We used samtools 1.15 [31] for SNP calling, and found that keeping references which are really close (differing by a few SNPs) caused SNP calling problems, by artificially introducing INDELs and diminishing the coverage. The conclusion that SNP calling issues are involved, rather than mapping issues was reached because using samtools depth and samtools mpileup (also giving the depth at each position for each reference, along with calling SNPs) on the same.bam file and with the same options (setting the minimum quality at 13 for both, and increasing the maximum depth value to 70,000 for mpileup) gave drastically different results: the coverage obtained with samtools mpileup can be below 100 reads, when samtools coverage outputted a coverage of several hundred reads). This issue was solved by keeping a single representative of each pair of highly similar references. An important note is that here, since we are using targeted long reads, the reference and the reads have the same length. We thus expect the average coverage to reflect the depth at each position.

Above-threshold references were thus subsetted to keep a single representative of each pair of references differing by less than three SNPs. We found that a 3-SNP threshold was sufficient to get rid of SNP calling issues.

3.4. Simulations confirm pipeline’s ability to recover variants

Although Nanopore sequencing quality has drastically improved in the last years, the rate of sequencing errors was still estimated to be around 7% in 2021 [12]. We tested, using simulated reads, the ability of the pipeline to recover all variants present in spite of Nanopore errors. To our knowledge, Nanopore read simulators such as NanoSim [35], DeepSimulator [36], SimLord [37], and SNaReSim [38] are designed for genomic data and do not mimic targeted sequencing where the majority of reads covers the whole amplicon. We therefore wrote our own read simulator for targeted data based on the full-length transcriptome read simulation pipeline in [17] (isONcorrect) (details of the simulation script in the method section Nanopore read simulation). Using our simulation script, we simulated 20,000 Nanopore reads from existing references. We tested the influence of (i) the read error rate, (ii) the number of distinct variants and (iii) the repertoire’s complexity on the pipeline’s ability to recover the references. To do so, we simulated reads from variants in eight different settings. The eight settings were all combinations of varying error rates (4 or 12%), gene copy numbers (2 or 6 distinct copies) and repertoire complexity (starting from existing variants which are either highly similar or strongly different). The pipeline was run on reads simulated from all these cases, and the right repertoire was recovered each time. This simulation confirmed that our pipeline was robust at error rates higher than the typical Nanopore error rate of about 7%.
----
**What you should do**:
Using the sequencing pipeline excerpt above, answer these questions on separate lines, numbered to match:
1. Which samtools version was used for SNP calling?
2. Pairs of references differing by fewer than how many SNPs were cut down to a single representative?
3. How many Nanopore reads were simulated?

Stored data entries
----
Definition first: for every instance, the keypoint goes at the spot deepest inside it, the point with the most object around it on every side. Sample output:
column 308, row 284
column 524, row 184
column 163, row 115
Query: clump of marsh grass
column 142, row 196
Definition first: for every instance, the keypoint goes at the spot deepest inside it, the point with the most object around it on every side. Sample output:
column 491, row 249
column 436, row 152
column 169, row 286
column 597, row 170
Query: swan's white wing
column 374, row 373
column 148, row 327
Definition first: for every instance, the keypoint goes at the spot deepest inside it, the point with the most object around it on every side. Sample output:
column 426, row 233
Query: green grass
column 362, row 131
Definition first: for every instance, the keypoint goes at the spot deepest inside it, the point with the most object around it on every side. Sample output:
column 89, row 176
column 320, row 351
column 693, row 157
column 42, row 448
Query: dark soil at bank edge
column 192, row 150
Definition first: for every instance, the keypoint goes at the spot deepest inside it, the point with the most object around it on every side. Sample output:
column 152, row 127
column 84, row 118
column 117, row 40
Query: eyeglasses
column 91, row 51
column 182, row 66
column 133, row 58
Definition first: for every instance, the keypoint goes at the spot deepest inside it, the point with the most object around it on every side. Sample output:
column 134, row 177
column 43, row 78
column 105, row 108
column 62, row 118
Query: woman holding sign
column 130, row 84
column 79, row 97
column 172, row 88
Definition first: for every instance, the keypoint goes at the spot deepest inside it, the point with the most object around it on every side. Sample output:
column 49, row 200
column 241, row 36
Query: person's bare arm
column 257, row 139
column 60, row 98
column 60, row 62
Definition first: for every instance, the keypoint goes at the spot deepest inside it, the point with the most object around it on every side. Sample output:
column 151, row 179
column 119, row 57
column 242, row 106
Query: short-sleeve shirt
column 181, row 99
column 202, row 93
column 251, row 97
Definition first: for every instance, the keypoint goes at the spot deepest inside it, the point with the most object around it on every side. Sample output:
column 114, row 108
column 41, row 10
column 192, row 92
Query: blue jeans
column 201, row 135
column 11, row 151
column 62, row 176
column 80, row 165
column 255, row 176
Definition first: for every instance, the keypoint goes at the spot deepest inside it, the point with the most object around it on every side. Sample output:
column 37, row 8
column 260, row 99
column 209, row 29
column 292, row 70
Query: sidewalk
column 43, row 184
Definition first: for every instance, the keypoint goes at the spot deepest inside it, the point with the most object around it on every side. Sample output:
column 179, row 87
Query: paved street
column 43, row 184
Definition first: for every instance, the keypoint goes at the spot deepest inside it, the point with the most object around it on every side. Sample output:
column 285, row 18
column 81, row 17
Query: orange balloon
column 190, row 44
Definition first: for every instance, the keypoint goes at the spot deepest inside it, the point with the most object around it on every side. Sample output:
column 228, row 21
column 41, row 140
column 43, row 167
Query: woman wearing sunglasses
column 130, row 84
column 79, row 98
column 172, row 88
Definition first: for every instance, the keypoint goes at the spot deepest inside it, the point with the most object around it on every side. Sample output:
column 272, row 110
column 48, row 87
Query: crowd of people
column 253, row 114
----
**Your solution**:
1. 1.15
2. Three
3. 20,000